* **EXERCISE**: Beginning with the line that holds "bus front door" and ending with the last line below, repeat each line exactly, leaving any pictures out.

DATA FOR THE TASK START

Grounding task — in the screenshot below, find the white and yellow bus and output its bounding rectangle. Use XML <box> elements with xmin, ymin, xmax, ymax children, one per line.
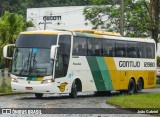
<box><xmin>3</xmin><ymin>30</ymin><xmax>156</xmax><ymax>98</ymax></box>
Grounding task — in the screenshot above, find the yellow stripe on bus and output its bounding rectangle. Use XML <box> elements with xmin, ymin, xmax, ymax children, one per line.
<box><xmin>104</xmin><ymin>57</ymin><xmax>119</xmax><ymax>90</ymax></box>
<box><xmin>37</xmin><ymin>77</ymin><xmax>43</xmax><ymax>81</ymax></box>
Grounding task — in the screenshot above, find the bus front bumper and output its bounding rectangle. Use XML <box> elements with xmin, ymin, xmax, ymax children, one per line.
<box><xmin>11</xmin><ymin>82</ymin><xmax>55</xmax><ymax>93</ymax></box>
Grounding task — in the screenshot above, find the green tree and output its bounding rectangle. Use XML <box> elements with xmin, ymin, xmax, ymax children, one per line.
<box><xmin>0</xmin><ymin>0</ymin><xmax>93</xmax><ymax>16</ymax></box>
<box><xmin>83</xmin><ymin>0</ymin><xmax>150</xmax><ymax>36</ymax></box>
<box><xmin>157</xmin><ymin>56</ymin><xmax>160</xmax><ymax>67</ymax></box>
<box><xmin>0</xmin><ymin>11</ymin><xmax>33</xmax><ymax>68</ymax></box>
<box><xmin>83</xmin><ymin>0</ymin><xmax>160</xmax><ymax>43</ymax></box>
<box><xmin>147</xmin><ymin>0</ymin><xmax>160</xmax><ymax>44</ymax></box>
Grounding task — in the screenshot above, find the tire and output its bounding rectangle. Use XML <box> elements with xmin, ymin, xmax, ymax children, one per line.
<box><xmin>35</xmin><ymin>93</ymin><xmax>43</xmax><ymax>99</ymax></box>
<box><xmin>69</xmin><ymin>81</ymin><xmax>78</xmax><ymax>98</ymax></box>
<box><xmin>136</xmin><ymin>79</ymin><xmax>143</xmax><ymax>93</ymax></box>
<box><xmin>128</xmin><ymin>79</ymin><xmax>136</xmax><ymax>94</ymax></box>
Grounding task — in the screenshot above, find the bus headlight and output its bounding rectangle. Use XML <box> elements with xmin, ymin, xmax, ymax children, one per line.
<box><xmin>41</xmin><ymin>79</ymin><xmax>53</xmax><ymax>84</ymax></box>
<box><xmin>12</xmin><ymin>78</ymin><xmax>18</xmax><ymax>83</ymax></box>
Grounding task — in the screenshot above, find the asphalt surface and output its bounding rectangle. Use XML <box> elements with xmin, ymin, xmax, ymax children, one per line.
<box><xmin>0</xmin><ymin>88</ymin><xmax>159</xmax><ymax>116</ymax></box>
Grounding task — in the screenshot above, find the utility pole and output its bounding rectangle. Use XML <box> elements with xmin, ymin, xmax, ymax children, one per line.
<box><xmin>44</xmin><ymin>17</ymin><xmax>46</xmax><ymax>30</ymax></box>
<box><xmin>120</xmin><ymin>0</ymin><xmax>124</xmax><ymax>36</ymax></box>
<box><xmin>149</xmin><ymin>0</ymin><xmax>153</xmax><ymax>18</ymax></box>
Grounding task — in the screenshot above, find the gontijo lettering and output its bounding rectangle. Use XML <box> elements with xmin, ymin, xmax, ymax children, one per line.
<box><xmin>119</xmin><ymin>61</ymin><xmax>140</xmax><ymax>67</ymax></box>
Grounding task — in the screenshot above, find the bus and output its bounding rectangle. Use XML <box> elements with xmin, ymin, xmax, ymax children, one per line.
<box><xmin>3</xmin><ymin>30</ymin><xmax>156</xmax><ymax>98</ymax></box>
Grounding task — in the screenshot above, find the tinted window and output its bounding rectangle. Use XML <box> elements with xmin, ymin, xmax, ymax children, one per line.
<box><xmin>16</xmin><ymin>34</ymin><xmax>57</xmax><ymax>48</ymax></box>
<box><xmin>138</xmin><ymin>42</ymin><xmax>146</xmax><ymax>58</ymax></box>
<box><xmin>102</xmin><ymin>39</ymin><xmax>115</xmax><ymax>57</ymax></box>
<box><xmin>12</xmin><ymin>48</ymin><xmax>53</xmax><ymax>77</ymax></box>
<box><xmin>58</xmin><ymin>35</ymin><xmax>71</xmax><ymax>55</ymax></box>
<box><xmin>55</xmin><ymin>35</ymin><xmax>71</xmax><ymax>78</ymax></box>
<box><xmin>115</xmin><ymin>41</ymin><xmax>127</xmax><ymax>57</ymax></box>
<box><xmin>87</xmin><ymin>38</ymin><xmax>101</xmax><ymax>56</ymax></box>
<box><xmin>127</xmin><ymin>42</ymin><xmax>137</xmax><ymax>58</ymax></box>
<box><xmin>146</xmin><ymin>43</ymin><xmax>155</xmax><ymax>59</ymax></box>
<box><xmin>73</xmin><ymin>36</ymin><xmax>87</xmax><ymax>56</ymax></box>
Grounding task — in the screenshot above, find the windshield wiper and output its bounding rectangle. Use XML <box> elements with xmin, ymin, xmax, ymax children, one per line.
<box><xmin>32</xmin><ymin>52</ymin><xmax>37</xmax><ymax>68</ymax></box>
<box><xmin>19</xmin><ymin>53</ymin><xmax>30</xmax><ymax>75</ymax></box>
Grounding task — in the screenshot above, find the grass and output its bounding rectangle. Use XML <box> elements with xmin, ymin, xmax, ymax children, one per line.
<box><xmin>156</xmin><ymin>84</ymin><xmax>160</xmax><ymax>87</ymax></box>
<box><xmin>107</xmin><ymin>93</ymin><xmax>160</xmax><ymax>108</ymax></box>
<box><xmin>0</xmin><ymin>77</ymin><xmax>12</xmax><ymax>93</ymax></box>
<box><xmin>107</xmin><ymin>78</ymin><xmax>160</xmax><ymax>109</ymax></box>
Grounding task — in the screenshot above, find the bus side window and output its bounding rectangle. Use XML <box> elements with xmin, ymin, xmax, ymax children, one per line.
<box><xmin>115</xmin><ymin>41</ymin><xmax>127</xmax><ymax>57</ymax></box>
<box><xmin>73</xmin><ymin>36</ymin><xmax>87</xmax><ymax>56</ymax></box>
<box><xmin>102</xmin><ymin>39</ymin><xmax>115</xmax><ymax>57</ymax></box>
<box><xmin>146</xmin><ymin>43</ymin><xmax>155</xmax><ymax>59</ymax></box>
<box><xmin>138</xmin><ymin>42</ymin><xmax>146</xmax><ymax>58</ymax></box>
<box><xmin>116</xmin><ymin>50</ymin><xmax>124</xmax><ymax>57</ymax></box>
<box><xmin>87</xmin><ymin>38</ymin><xmax>101</xmax><ymax>56</ymax></box>
<box><xmin>127</xmin><ymin>42</ymin><xmax>138</xmax><ymax>58</ymax></box>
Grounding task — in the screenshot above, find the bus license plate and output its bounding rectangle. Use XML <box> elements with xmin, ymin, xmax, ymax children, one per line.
<box><xmin>26</xmin><ymin>87</ymin><xmax>33</xmax><ymax>90</ymax></box>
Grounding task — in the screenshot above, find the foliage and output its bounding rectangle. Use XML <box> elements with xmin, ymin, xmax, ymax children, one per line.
<box><xmin>0</xmin><ymin>1</ymin><xmax>159</xmax><ymax>42</ymax></box>
<box><xmin>148</xmin><ymin>0</ymin><xmax>160</xmax><ymax>44</ymax></box>
<box><xmin>157</xmin><ymin>56</ymin><xmax>160</xmax><ymax>67</ymax></box>
<box><xmin>157</xmin><ymin>78</ymin><xmax>160</xmax><ymax>85</ymax></box>
<box><xmin>0</xmin><ymin>0</ymin><xmax>93</xmax><ymax>16</ymax></box>
<box><xmin>87</xmin><ymin>0</ymin><xmax>120</xmax><ymax>5</ymax></box>
<box><xmin>83</xmin><ymin>0</ymin><xmax>150</xmax><ymax>37</ymax></box>
<box><xmin>0</xmin><ymin>11</ymin><xmax>34</xmax><ymax>68</ymax></box>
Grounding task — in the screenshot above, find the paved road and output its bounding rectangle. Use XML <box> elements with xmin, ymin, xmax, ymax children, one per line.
<box><xmin>142</xmin><ymin>87</ymin><xmax>160</xmax><ymax>93</ymax></box>
<box><xmin>0</xmin><ymin>89</ymin><xmax>158</xmax><ymax>117</ymax></box>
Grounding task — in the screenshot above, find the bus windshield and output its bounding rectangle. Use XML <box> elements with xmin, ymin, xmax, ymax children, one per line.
<box><xmin>11</xmin><ymin>34</ymin><xmax>58</xmax><ymax>77</ymax></box>
<box><xmin>12</xmin><ymin>48</ymin><xmax>53</xmax><ymax>77</ymax></box>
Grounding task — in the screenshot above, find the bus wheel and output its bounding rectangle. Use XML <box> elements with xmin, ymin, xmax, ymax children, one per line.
<box><xmin>136</xmin><ymin>79</ymin><xmax>143</xmax><ymax>93</ymax></box>
<box><xmin>69</xmin><ymin>81</ymin><xmax>78</xmax><ymax>98</ymax></box>
<box><xmin>128</xmin><ymin>79</ymin><xmax>136</xmax><ymax>94</ymax></box>
<box><xmin>35</xmin><ymin>93</ymin><xmax>43</xmax><ymax>99</ymax></box>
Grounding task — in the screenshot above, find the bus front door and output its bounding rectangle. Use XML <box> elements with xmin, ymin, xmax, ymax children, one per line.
<box><xmin>54</xmin><ymin>34</ymin><xmax>72</xmax><ymax>79</ymax></box>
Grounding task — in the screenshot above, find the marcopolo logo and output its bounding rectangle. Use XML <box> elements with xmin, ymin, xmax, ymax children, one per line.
<box><xmin>43</xmin><ymin>16</ymin><xmax>61</xmax><ymax>21</ymax></box>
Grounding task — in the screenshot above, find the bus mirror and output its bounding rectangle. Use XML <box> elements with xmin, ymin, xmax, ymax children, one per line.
<box><xmin>3</xmin><ymin>44</ymin><xmax>15</xmax><ymax>59</ymax></box>
<box><xmin>50</xmin><ymin>45</ymin><xmax>59</xmax><ymax>60</ymax></box>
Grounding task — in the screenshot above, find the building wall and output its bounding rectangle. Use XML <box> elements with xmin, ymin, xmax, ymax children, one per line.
<box><xmin>27</xmin><ymin>6</ymin><xmax>92</xmax><ymax>30</ymax></box>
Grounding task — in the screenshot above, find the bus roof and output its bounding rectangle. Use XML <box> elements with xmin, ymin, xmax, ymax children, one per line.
<box><xmin>20</xmin><ymin>30</ymin><xmax>155</xmax><ymax>43</ymax></box>
<box><xmin>20</xmin><ymin>30</ymin><xmax>62</xmax><ymax>34</ymax></box>
<box><xmin>73</xmin><ymin>30</ymin><xmax>121</xmax><ymax>36</ymax></box>
<box><xmin>73</xmin><ymin>30</ymin><xmax>155</xmax><ymax>43</ymax></box>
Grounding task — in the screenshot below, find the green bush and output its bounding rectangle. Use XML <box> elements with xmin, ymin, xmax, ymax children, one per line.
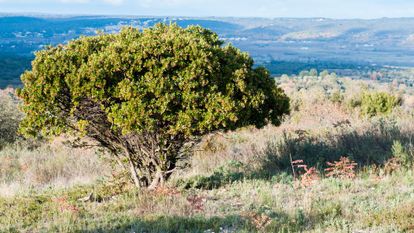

DATA FOR THE TASK END

* **SOLUTION FOR THIS EXERCISE**:
Grounding task — in the screenshot above, find the bus front door and output its bounding rectangle. Use XML <box> elements with xmin, ymin, xmax, ymax children, one per line.
<box><xmin>54</xmin><ymin>34</ymin><xmax>72</xmax><ymax>79</ymax></box>
Grounding task — in the screenshot above, find the marcopolo logo and output its bounding rectangle. Use XML <box> elements with xmin, ymin, xmax, ymax children, one per line.
<box><xmin>43</xmin><ymin>16</ymin><xmax>61</xmax><ymax>21</ymax></box>
Grounding task — in the screenshot above, find the bus mirror and output its bounding rectangle. Use XML <box> elements with xmin, ymin, xmax, ymax children, one per line.
<box><xmin>3</xmin><ymin>44</ymin><xmax>15</xmax><ymax>59</ymax></box>
<box><xmin>50</xmin><ymin>45</ymin><xmax>59</xmax><ymax>60</ymax></box>
Grounding task — in the screenshot above, find the building wall and output its bounding rectangle. Use XML <box> elements with xmin, ymin, xmax, ymax children, one per line.
<box><xmin>27</xmin><ymin>6</ymin><xmax>92</xmax><ymax>30</ymax></box>
Grounding task — in the screenshot above, find the bus roof and output its bounding rectangle. Use XML <box> elements with xmin, ymin, xmax, ymax children, one per line.
<box><xmin>20</xmin><ymin>30</ymin><xmax>155</xmax><ymax>43</ymax></box>
<box><xmin>20</xmin><ymin>30</ymin><xmax>62</xmax><ymax>34</ymax></box>
<box><xmin>73</xmin><ymin>30</ymin><xmax>121</xmax><ymax>36</ymax></box>
<box><xmin>73</xmin><ymin>30</ymin><xmax>155</xmax><ymax>43</ymax></box>
Grounding task — in the screenshot below, find the green bush and output its bounding rectangle. Use XML <box> elements with xmin, ymin, xmax, ymax children, one per line.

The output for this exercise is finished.